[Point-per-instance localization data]
───
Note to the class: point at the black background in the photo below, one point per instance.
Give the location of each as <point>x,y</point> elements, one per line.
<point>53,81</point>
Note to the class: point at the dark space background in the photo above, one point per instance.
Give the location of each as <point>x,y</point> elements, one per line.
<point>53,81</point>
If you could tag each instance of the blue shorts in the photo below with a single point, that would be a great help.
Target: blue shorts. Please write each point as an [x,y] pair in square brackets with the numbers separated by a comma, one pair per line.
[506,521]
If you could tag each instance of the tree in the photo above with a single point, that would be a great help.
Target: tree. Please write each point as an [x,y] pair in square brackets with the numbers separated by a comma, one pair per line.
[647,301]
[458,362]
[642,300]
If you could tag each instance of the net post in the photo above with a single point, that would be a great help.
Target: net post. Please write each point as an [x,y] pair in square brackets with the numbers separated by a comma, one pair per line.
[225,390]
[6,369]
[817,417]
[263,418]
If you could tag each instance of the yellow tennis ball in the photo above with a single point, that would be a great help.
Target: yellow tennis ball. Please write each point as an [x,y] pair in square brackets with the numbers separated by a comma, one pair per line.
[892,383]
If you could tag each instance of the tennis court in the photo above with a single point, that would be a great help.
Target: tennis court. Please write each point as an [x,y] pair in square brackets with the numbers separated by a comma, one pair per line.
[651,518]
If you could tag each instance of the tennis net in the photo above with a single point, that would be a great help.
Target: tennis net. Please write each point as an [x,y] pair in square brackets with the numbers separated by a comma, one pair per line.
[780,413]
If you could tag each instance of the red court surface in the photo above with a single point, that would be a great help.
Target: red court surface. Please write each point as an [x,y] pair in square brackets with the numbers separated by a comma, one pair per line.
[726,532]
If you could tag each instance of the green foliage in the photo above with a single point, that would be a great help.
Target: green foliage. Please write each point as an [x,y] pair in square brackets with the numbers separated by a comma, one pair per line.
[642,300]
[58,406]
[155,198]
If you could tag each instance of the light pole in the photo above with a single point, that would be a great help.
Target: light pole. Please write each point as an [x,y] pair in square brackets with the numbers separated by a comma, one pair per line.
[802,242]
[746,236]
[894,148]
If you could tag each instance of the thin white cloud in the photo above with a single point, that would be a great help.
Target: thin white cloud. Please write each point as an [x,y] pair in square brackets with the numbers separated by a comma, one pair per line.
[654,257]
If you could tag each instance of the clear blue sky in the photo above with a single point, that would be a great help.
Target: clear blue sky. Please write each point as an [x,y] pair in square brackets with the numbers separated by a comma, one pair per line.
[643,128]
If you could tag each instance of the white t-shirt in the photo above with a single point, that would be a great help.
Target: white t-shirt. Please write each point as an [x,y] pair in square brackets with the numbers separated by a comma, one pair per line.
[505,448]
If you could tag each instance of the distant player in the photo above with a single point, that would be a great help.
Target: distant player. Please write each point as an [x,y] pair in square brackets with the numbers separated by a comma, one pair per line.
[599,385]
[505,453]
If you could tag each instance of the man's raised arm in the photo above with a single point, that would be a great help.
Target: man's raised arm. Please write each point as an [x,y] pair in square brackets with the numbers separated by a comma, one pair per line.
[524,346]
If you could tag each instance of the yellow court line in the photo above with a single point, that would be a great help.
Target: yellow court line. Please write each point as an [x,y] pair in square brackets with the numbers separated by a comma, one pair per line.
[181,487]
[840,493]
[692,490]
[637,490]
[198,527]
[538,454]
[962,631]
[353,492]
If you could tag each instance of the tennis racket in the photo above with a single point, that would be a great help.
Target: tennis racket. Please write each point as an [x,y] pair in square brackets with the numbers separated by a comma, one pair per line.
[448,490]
───
» Work required:
Look through the entries above and quote exactly the lines from the line with "If you could tag each instance of the white" to the line with "If you could tag each instance of the distant", counting both of those lines.

» Solution:
If you could tag each instance of the white t-shirt in the photo above with a single point, that would be a great help.
Target: white t-shirt. Please write each point as an [x,y] pair in square brackets with the numbers separated by a comma, one pair per line.
[505,448]
If you could tag each instance of the distant player in the photo above with a single point, that would be a great help.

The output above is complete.